To be done: Rewrite the lines from the line with "This visual asset is supposed to feature the house." to the line with "[98,75,117,102]", both included, putting "picture" wherever "visual asset" appears and changing nothing else. Omit the pictures from your answer.

[Dataset records]
--- START ---

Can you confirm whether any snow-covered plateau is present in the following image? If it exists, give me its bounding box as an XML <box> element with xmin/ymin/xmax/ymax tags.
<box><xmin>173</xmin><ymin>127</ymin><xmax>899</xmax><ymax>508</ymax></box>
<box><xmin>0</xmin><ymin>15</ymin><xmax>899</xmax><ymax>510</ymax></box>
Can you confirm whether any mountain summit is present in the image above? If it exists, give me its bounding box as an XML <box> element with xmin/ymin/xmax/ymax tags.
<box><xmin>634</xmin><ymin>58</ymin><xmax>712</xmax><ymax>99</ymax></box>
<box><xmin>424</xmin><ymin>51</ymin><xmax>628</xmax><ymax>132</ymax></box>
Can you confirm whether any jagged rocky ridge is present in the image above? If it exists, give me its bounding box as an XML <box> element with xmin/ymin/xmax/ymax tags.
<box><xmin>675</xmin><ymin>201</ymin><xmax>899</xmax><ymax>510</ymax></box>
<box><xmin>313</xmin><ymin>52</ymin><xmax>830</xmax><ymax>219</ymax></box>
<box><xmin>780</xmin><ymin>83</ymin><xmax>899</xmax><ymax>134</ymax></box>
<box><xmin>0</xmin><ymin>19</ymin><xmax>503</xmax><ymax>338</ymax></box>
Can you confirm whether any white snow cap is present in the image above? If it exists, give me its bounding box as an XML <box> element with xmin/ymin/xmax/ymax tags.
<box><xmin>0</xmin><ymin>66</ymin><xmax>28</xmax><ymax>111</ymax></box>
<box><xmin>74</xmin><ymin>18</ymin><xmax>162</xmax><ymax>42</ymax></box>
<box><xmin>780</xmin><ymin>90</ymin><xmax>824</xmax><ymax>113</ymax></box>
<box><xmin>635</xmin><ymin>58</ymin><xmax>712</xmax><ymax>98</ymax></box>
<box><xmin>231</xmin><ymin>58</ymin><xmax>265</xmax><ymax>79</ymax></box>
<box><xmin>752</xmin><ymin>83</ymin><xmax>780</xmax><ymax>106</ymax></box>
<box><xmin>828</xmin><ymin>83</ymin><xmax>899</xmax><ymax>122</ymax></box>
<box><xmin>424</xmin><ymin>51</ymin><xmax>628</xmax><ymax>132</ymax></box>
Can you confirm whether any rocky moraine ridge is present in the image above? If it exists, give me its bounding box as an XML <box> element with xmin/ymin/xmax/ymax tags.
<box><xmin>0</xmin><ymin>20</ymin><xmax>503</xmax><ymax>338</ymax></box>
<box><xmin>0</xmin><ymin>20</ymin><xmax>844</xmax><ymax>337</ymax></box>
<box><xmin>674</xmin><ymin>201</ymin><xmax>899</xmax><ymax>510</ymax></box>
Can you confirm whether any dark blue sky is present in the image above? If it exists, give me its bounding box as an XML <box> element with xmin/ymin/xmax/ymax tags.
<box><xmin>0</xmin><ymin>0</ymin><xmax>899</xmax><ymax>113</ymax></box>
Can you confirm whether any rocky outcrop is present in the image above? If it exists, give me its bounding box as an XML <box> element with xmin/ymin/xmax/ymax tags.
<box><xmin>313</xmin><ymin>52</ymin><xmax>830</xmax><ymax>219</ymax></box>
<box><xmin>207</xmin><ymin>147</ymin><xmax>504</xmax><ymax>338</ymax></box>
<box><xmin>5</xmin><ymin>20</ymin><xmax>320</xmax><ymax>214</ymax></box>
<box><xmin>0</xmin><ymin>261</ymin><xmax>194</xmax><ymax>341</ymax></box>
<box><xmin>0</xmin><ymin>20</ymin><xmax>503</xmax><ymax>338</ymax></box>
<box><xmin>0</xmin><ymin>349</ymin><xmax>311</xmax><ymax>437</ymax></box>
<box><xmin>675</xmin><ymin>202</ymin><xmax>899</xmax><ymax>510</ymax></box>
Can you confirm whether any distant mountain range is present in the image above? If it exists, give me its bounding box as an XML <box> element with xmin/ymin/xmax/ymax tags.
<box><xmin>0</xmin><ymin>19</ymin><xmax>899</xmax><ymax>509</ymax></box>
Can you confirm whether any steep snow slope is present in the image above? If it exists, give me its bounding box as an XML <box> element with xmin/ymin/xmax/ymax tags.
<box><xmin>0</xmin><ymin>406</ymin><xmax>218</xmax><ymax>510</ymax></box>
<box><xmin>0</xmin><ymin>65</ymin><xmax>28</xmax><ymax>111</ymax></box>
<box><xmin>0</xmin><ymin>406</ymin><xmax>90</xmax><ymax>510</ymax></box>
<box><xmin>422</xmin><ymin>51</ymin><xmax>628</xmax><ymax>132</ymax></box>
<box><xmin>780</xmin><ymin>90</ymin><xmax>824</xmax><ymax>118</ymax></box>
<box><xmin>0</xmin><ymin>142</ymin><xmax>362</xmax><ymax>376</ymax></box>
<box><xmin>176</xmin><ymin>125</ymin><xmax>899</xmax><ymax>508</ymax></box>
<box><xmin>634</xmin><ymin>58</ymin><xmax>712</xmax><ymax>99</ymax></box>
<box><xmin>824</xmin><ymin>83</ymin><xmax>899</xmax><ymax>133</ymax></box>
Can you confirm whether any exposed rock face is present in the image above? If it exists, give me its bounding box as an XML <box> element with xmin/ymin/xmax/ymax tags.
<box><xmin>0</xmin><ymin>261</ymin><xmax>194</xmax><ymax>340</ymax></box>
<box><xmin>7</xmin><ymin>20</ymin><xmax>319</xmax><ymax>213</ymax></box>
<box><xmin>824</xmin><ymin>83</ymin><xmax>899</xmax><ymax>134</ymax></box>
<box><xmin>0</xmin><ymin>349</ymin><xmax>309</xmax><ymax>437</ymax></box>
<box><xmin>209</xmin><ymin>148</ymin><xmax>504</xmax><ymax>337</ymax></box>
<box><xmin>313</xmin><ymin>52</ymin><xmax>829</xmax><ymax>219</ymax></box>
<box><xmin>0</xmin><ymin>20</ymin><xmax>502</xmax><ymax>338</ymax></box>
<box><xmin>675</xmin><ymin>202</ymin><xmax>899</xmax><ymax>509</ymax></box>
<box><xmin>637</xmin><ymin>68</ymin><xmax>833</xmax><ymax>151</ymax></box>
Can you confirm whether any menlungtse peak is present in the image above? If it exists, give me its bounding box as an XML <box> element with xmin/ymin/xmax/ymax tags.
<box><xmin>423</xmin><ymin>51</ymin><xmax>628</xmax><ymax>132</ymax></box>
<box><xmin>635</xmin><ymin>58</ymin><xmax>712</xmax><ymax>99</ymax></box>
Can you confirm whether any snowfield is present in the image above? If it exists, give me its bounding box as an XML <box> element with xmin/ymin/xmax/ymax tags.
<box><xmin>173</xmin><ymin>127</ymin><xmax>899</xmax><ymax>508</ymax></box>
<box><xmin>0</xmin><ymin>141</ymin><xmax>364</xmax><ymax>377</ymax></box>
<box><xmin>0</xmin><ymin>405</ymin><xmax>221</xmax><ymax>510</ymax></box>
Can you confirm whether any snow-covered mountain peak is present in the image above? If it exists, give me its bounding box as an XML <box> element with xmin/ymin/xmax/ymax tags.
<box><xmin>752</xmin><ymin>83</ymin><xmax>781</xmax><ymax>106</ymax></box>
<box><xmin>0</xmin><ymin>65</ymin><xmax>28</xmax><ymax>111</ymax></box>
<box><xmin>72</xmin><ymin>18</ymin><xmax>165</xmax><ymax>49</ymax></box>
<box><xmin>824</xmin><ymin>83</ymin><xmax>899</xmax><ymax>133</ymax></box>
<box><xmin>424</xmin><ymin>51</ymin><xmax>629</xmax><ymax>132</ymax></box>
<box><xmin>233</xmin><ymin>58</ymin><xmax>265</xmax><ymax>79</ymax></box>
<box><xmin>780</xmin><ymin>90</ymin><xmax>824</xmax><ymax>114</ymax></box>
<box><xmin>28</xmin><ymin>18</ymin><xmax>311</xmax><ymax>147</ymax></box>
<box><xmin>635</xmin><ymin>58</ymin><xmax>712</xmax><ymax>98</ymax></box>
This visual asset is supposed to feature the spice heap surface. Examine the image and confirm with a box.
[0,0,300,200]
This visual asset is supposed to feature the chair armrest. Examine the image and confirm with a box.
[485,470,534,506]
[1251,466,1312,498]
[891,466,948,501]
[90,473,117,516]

--- END ---
--- START ---

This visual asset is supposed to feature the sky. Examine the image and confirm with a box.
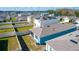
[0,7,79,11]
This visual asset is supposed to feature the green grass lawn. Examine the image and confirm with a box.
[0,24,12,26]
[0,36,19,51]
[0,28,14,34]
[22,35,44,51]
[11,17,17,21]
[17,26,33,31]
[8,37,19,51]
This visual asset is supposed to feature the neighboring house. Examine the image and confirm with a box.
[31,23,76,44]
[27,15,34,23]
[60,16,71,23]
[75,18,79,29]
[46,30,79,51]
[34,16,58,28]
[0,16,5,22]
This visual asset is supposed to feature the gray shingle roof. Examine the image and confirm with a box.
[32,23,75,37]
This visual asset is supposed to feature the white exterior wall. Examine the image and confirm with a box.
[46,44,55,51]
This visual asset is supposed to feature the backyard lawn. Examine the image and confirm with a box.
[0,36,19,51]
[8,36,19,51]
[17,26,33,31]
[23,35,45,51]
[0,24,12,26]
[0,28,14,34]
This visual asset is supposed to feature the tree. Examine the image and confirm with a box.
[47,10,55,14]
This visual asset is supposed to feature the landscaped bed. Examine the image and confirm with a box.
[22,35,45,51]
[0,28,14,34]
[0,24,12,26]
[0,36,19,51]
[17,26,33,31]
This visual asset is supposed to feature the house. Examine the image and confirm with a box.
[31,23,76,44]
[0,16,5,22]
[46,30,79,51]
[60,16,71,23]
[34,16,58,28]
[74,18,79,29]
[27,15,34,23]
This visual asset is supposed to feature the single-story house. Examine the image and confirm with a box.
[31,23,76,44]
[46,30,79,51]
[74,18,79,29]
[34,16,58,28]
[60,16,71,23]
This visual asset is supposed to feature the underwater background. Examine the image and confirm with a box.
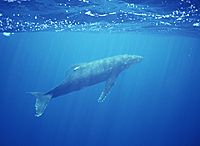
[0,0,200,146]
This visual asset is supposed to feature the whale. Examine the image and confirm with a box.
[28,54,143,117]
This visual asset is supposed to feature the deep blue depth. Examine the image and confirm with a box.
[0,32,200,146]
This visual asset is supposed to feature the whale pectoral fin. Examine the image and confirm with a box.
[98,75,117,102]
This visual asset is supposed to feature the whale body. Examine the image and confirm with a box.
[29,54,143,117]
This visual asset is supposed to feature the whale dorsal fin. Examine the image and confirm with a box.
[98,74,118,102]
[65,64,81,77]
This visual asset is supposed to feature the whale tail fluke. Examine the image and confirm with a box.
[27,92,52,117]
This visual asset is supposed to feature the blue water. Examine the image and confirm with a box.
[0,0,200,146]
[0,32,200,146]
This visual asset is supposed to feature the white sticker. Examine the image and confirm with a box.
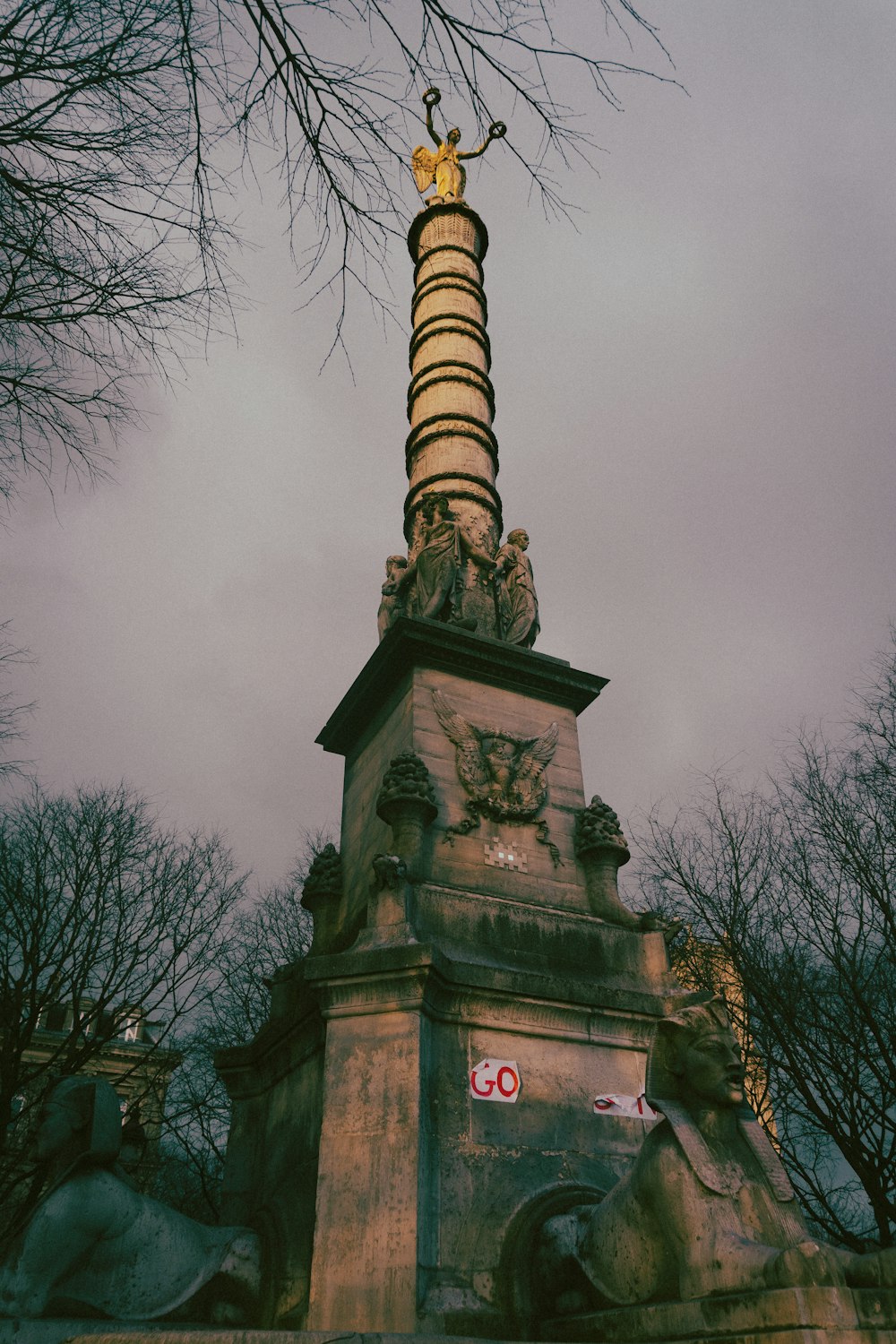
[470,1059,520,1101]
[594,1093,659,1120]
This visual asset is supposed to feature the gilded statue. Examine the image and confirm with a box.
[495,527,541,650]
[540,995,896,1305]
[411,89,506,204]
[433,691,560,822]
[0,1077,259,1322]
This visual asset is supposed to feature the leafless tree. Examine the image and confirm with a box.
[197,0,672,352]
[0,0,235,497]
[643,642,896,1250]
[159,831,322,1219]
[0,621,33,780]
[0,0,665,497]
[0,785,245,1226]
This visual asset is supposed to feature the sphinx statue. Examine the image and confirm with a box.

--- END ---
--- START ---

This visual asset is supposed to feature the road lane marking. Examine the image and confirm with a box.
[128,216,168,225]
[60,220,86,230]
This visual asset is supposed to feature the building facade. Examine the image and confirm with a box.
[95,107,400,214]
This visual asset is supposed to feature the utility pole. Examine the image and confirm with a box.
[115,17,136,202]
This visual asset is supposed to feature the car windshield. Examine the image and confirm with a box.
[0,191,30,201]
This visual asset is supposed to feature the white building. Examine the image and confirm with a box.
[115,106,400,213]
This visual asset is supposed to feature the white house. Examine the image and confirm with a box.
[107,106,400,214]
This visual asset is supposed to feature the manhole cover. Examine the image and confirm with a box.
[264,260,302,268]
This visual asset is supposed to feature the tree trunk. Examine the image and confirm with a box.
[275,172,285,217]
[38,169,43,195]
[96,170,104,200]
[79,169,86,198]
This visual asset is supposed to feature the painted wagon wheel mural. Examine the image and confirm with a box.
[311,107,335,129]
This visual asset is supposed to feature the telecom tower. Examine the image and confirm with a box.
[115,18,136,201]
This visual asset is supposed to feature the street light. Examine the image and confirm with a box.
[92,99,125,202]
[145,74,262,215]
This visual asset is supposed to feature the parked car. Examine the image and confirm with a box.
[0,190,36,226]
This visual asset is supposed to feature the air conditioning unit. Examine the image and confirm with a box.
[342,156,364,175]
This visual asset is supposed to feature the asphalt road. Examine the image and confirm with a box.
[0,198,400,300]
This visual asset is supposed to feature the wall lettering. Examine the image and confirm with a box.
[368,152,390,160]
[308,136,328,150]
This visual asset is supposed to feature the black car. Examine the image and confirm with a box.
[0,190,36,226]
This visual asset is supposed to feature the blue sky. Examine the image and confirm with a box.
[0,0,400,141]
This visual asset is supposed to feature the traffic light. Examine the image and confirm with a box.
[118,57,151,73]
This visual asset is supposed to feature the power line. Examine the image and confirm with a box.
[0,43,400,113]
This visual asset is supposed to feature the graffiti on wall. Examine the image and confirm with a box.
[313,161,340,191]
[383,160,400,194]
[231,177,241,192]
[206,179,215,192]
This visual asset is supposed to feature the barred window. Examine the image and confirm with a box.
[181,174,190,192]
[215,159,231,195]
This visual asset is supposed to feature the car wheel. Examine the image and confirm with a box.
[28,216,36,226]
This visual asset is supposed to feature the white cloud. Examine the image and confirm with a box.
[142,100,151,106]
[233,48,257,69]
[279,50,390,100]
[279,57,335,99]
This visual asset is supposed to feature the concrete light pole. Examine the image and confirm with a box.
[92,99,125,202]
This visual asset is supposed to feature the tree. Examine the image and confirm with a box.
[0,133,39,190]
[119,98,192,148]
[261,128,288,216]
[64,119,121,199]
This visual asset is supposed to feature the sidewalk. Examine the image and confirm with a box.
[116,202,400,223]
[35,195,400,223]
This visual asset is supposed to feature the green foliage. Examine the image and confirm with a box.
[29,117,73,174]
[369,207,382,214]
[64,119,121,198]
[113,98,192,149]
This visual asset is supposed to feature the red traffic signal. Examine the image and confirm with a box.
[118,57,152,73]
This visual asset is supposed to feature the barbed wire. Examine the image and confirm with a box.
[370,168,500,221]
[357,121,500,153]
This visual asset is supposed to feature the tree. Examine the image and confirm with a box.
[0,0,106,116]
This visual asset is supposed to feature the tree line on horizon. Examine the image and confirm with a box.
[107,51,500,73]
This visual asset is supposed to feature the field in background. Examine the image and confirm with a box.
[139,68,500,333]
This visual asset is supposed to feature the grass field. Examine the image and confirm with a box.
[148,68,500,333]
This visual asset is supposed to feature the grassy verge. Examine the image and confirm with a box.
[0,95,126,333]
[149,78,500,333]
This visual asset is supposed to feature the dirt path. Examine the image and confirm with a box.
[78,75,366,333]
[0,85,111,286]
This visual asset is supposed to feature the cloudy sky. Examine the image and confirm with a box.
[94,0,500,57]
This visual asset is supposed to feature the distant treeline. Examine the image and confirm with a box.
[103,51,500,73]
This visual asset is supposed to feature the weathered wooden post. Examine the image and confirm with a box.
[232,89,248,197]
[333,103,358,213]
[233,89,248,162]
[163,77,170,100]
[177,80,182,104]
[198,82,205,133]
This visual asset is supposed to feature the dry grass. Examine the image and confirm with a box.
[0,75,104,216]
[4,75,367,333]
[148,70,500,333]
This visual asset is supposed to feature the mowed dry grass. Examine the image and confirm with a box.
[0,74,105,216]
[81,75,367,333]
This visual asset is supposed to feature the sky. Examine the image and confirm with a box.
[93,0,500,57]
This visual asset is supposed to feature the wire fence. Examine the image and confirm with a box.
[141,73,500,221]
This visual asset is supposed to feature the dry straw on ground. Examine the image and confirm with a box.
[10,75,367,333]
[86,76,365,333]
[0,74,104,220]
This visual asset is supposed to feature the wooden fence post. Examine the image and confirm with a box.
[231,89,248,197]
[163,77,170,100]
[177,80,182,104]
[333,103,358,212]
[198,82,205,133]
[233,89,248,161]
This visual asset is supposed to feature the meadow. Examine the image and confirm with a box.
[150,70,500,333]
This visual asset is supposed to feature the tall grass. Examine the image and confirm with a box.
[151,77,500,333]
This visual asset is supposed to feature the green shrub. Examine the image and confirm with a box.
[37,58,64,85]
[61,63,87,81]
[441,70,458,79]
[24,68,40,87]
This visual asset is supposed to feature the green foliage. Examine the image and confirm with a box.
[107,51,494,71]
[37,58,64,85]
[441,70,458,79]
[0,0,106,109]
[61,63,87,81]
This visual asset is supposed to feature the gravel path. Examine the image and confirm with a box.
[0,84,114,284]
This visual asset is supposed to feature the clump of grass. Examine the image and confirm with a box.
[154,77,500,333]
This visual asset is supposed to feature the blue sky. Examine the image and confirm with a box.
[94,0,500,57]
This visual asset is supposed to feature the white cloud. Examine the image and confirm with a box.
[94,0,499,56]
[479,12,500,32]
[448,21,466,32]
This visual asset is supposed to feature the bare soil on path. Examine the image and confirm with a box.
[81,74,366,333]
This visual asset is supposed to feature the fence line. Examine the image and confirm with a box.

--- END ---

The result:
This picture is supposed to feature the house. Examine the image and confirm with a box.
[31,23,76,44]
[0,16,5,22]
[46,30,79,51]
[60,16,71,23]
[34,16,58,28]
[74,18,79,29]
[27,15,34,23]
This picture is supposed to feature the single-story house. Examine the image and confirm with a box.
[31,23,76,44]
[46,30,79,51]
[74,18,79,29]
[34,16,58,28]
[60,16,71,23]
This picture is supposed to feature the underwater background. Examine the image and confirm with a box.
[0,0,200,146]
This picture is supposed to feature the whale. Examine the image and confirm with a box.
[28,54,143,117]
This picture is supposed to feature the deep blue depth. Examine the image and confirm with a box.
[0,32,200,146]
This picture is supposed to feature the whale pectoral fin. Examine the image and confirm with a box.
[98,75,117,102]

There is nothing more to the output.